AVAILABLE DATA Start Marker

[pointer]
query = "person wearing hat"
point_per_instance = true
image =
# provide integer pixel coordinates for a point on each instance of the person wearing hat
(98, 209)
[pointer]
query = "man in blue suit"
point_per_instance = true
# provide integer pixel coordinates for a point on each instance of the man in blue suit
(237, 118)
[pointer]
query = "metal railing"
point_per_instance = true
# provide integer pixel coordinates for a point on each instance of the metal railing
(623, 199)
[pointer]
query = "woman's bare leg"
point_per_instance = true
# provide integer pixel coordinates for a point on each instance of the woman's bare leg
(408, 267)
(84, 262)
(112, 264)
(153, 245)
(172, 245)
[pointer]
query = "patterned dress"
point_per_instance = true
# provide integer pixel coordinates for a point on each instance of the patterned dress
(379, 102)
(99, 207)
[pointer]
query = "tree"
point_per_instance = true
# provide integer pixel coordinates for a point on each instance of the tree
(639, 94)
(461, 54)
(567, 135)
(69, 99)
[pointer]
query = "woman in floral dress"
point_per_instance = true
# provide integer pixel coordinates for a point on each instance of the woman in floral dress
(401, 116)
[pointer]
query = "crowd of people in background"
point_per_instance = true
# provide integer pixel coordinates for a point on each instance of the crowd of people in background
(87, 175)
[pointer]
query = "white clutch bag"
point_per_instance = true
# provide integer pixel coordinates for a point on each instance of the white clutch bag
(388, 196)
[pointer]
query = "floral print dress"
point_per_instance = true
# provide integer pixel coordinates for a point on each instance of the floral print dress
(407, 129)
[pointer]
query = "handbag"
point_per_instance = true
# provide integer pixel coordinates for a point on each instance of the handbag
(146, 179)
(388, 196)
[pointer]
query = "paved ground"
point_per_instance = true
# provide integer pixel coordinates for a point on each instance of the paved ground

AVAILABLE DATA End Marker

> _TASK TO CARRY OUT_
Check each line of the entries, and copy the ones that contain "query".

> _REPLY_
query = "person wearing hat"
query = "man in blue suit"
query = "metal railing"
query = "woman's bare leg"
query = "patterned dress"
query = "tree"
query = "woman in floral dress"
query = "crowd of people in background"
query = "white clutch bag"
query = "floral print dress"
query = "handbag"
query = "paved ground"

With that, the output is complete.